STATED TASK: Report every line in the material below that contains the word "landscaping", copying each line in full.

ENTRIES SHOWN:
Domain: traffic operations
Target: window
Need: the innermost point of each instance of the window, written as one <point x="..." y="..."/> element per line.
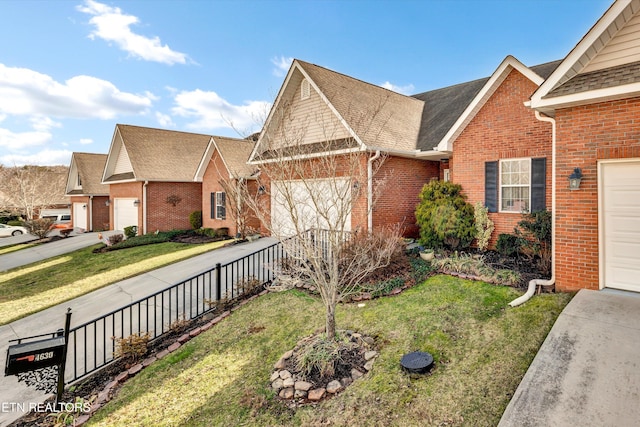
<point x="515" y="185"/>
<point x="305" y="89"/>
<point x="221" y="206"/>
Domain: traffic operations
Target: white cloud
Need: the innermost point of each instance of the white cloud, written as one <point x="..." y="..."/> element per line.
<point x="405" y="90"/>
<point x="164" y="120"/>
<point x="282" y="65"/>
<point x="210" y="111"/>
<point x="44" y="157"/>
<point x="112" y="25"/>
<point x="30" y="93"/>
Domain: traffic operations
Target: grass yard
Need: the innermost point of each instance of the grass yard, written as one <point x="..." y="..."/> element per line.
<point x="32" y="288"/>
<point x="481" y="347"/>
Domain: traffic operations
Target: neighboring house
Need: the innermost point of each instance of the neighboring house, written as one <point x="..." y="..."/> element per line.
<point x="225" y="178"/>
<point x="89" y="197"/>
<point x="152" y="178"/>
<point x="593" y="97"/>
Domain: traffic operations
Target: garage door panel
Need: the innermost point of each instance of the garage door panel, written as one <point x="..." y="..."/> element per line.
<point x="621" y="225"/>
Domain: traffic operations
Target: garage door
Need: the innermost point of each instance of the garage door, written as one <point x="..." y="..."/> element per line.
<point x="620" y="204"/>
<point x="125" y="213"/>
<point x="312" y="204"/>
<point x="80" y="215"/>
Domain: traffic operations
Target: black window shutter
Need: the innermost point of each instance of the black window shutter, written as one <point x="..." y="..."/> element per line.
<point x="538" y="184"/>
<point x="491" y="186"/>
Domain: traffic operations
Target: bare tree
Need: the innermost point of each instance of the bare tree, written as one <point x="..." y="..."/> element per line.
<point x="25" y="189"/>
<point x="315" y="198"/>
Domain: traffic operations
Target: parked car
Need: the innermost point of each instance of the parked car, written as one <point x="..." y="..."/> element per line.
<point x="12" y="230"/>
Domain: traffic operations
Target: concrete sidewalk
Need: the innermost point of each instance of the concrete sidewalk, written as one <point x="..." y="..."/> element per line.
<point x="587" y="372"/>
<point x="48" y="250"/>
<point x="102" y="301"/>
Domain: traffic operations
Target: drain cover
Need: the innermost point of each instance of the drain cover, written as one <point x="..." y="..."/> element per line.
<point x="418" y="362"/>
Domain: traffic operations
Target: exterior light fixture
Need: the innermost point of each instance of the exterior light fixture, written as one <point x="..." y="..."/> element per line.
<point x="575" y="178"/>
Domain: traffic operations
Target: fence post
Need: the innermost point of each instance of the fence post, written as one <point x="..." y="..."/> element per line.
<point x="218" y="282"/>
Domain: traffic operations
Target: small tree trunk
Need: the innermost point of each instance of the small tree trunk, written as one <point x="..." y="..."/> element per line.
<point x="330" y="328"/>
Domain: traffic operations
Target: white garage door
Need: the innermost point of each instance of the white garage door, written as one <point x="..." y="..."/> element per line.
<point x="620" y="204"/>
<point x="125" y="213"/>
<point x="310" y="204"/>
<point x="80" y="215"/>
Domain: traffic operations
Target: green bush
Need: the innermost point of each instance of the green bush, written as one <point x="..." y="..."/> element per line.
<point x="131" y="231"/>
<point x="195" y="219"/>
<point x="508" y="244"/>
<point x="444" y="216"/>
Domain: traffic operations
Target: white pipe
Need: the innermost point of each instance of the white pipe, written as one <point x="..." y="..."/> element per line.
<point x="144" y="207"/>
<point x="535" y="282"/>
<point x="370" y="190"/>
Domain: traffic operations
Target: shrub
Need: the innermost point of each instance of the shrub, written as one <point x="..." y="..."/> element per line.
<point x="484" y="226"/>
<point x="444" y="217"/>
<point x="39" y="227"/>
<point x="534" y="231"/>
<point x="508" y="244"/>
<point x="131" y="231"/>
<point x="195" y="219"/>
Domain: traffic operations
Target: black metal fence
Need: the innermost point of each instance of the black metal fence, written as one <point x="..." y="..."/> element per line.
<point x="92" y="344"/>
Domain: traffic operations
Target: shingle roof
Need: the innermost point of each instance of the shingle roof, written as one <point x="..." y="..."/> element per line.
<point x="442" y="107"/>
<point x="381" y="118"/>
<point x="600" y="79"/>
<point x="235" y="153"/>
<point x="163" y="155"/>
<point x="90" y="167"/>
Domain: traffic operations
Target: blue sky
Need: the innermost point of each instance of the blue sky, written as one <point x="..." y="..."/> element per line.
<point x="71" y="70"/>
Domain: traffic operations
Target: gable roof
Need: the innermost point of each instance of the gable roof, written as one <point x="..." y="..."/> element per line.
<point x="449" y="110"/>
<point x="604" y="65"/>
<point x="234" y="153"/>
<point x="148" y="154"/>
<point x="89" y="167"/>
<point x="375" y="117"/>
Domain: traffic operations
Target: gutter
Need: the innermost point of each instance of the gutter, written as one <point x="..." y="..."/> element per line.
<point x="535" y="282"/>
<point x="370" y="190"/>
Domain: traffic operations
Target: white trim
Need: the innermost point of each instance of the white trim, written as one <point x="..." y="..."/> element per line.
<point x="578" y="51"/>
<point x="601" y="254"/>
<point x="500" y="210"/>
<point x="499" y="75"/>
==
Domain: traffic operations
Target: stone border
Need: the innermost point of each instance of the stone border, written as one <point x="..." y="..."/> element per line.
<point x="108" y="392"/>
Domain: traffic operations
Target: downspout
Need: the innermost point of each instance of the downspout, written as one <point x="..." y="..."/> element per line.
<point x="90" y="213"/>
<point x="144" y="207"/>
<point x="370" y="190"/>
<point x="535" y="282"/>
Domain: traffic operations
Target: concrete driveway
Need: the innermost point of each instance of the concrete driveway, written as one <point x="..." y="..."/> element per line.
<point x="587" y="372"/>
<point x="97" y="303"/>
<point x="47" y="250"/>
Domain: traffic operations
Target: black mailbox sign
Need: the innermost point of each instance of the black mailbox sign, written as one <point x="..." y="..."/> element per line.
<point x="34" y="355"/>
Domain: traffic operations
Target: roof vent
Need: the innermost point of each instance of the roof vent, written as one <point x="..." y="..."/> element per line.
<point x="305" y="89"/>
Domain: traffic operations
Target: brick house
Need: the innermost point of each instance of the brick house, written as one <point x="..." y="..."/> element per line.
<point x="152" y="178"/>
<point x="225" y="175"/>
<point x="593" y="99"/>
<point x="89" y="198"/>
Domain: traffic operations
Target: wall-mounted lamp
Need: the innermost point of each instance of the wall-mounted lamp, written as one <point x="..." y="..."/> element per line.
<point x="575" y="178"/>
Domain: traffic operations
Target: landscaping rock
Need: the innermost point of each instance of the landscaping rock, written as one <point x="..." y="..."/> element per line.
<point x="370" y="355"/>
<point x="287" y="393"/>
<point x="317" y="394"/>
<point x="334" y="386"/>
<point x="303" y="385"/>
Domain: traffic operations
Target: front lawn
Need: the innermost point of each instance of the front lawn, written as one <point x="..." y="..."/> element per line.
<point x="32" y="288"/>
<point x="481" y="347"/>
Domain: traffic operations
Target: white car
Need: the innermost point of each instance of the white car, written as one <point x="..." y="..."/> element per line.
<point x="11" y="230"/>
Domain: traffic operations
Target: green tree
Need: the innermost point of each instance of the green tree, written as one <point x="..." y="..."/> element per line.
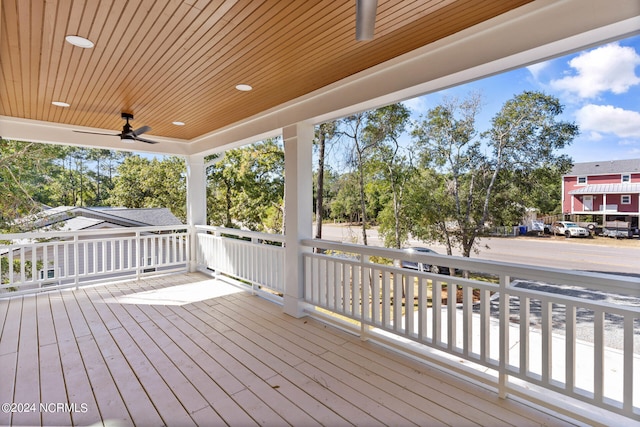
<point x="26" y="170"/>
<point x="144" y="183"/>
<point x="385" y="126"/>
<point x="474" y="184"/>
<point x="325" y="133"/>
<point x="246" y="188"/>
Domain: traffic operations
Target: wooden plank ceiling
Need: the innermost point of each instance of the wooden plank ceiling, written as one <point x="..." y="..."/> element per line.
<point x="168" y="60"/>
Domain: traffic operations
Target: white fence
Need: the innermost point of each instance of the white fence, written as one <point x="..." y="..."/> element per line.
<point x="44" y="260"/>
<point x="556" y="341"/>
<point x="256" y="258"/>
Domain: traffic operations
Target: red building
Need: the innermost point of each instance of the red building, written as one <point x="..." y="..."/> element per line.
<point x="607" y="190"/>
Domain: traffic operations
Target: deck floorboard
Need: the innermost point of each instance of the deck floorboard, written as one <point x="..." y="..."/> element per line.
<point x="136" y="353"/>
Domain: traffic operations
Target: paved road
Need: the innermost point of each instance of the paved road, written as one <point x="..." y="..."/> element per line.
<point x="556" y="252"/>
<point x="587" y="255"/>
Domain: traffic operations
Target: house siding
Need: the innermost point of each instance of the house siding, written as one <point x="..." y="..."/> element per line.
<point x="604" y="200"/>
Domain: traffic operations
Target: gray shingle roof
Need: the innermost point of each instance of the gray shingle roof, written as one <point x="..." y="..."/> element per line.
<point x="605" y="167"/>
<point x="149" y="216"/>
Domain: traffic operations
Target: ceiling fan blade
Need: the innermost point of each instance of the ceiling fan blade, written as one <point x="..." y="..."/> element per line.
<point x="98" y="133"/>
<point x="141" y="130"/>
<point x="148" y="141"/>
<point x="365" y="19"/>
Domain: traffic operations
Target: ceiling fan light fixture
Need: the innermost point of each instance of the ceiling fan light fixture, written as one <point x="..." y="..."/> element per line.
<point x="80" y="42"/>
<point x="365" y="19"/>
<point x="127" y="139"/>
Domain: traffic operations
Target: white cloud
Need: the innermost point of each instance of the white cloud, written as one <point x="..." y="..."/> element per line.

COMPLETE RESPONSE:
Target: landscaping rock
Need: the innermost point of each instance of the landscaping rock, written as one <point x="..." y="..."/> element per line.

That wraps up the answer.